[Prompt]: Please pull out every row below that contains the word "green", copying each one in full. Letter case counts.

[Recorded data]:
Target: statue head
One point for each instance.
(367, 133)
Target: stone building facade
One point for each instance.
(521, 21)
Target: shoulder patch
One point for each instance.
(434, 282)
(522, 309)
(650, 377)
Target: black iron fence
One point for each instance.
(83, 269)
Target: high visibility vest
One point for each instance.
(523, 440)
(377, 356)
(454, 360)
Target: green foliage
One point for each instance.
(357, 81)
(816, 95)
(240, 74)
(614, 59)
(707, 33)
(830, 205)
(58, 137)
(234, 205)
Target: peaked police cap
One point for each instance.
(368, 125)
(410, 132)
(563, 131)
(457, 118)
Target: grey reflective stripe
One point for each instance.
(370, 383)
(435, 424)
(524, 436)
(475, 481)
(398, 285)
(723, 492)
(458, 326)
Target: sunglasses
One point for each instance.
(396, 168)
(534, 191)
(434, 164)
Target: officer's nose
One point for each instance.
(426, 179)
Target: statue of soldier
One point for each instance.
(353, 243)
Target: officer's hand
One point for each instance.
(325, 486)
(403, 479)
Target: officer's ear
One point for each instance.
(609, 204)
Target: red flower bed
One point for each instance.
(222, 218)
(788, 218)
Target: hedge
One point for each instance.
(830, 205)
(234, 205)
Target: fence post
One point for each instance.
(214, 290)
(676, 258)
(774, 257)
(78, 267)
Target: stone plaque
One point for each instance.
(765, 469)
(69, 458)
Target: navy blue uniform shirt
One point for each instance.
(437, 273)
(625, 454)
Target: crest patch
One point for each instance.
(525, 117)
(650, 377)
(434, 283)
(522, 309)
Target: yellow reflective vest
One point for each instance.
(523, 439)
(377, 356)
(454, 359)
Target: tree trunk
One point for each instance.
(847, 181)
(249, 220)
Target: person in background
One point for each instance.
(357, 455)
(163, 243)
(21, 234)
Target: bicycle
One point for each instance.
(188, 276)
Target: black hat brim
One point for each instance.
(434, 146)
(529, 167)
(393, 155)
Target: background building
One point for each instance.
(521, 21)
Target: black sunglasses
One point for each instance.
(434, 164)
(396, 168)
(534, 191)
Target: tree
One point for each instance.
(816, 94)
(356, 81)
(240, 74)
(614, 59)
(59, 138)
==
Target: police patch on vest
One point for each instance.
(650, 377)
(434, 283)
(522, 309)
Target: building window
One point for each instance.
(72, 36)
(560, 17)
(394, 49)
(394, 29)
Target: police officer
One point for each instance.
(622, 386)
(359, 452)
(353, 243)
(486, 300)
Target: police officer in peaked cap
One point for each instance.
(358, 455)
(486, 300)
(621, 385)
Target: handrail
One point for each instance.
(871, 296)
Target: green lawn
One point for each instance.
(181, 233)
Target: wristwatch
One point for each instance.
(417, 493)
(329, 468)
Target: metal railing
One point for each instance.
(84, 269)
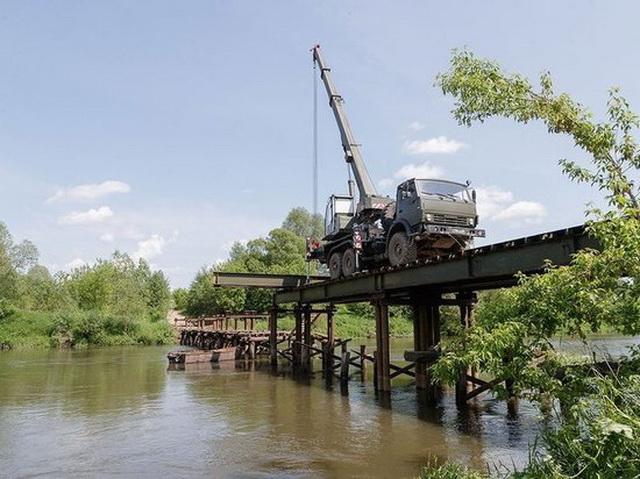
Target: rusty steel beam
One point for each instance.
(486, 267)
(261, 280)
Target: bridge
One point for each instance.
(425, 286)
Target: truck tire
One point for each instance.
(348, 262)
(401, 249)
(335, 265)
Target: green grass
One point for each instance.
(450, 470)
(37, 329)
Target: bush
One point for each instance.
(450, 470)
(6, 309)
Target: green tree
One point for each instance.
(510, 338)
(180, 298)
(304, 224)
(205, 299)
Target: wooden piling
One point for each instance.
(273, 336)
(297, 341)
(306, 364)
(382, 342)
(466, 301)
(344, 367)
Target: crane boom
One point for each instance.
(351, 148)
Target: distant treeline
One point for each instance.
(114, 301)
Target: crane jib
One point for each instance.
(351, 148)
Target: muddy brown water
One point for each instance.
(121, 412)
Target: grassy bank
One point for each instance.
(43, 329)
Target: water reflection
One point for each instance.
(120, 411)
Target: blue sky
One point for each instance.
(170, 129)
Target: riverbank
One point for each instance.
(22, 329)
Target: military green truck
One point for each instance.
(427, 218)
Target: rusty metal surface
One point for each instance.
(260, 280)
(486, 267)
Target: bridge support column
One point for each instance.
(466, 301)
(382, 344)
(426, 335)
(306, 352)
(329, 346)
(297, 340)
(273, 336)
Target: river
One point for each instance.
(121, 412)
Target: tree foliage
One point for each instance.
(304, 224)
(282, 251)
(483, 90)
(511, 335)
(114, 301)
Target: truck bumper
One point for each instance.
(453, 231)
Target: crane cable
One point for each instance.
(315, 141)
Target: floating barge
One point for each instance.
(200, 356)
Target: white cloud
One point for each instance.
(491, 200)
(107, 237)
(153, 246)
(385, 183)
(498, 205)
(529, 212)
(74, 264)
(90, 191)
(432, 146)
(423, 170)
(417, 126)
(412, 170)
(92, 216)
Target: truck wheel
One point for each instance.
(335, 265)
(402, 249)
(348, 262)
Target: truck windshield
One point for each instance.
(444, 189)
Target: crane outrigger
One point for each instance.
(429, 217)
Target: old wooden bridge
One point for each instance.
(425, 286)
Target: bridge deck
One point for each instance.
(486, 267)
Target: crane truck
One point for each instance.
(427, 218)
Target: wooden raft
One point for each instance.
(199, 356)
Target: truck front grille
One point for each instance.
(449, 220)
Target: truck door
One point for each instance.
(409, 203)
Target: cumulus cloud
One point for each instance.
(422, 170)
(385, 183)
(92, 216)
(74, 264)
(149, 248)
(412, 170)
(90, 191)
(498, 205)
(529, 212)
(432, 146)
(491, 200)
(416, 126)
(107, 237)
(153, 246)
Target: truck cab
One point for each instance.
* * *
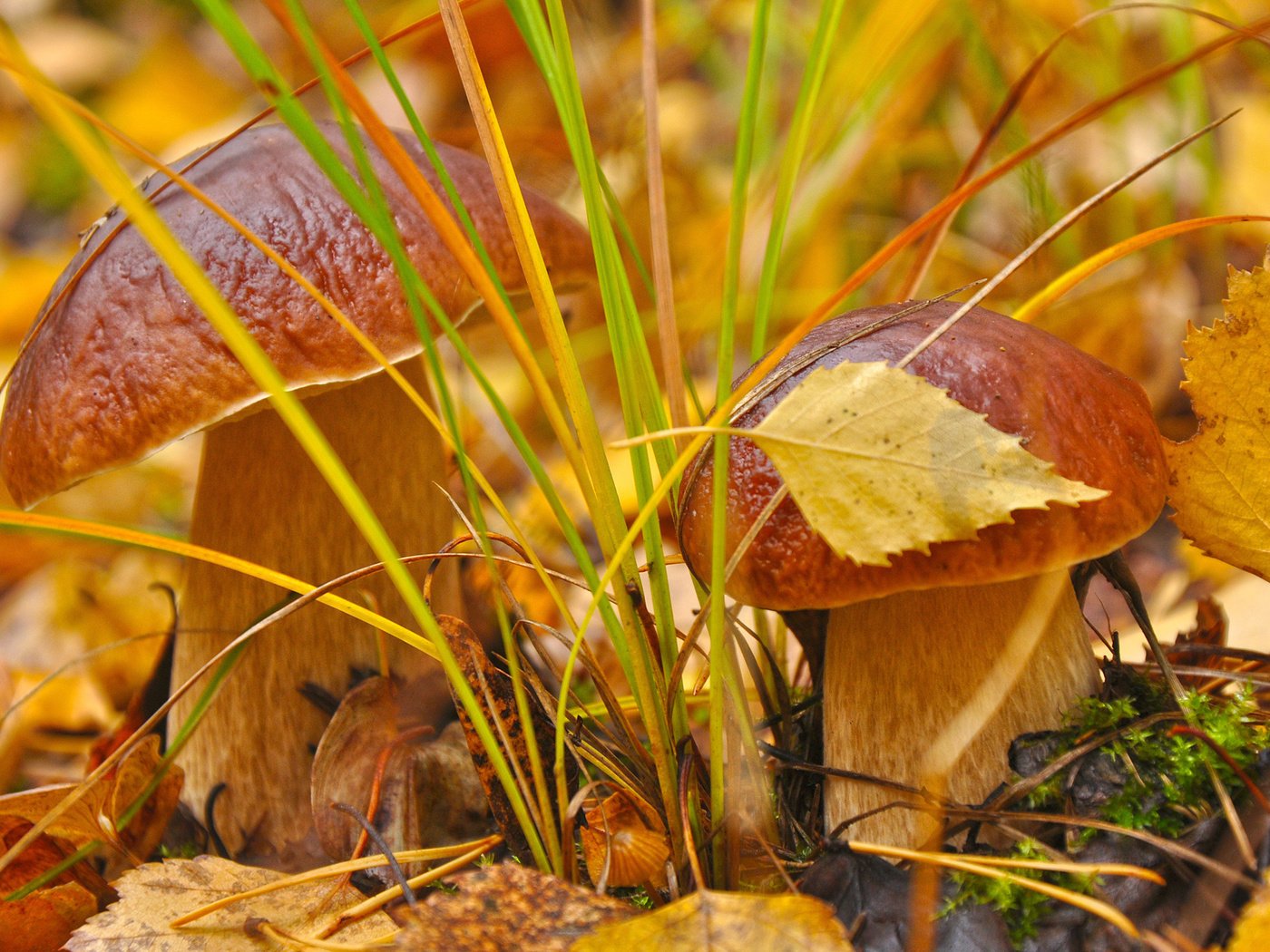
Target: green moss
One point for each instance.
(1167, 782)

[Full output]:
Target: green foliage
Target: green lawn
Target: green grass
Target: green tree
Target: military green truck
Target: green moss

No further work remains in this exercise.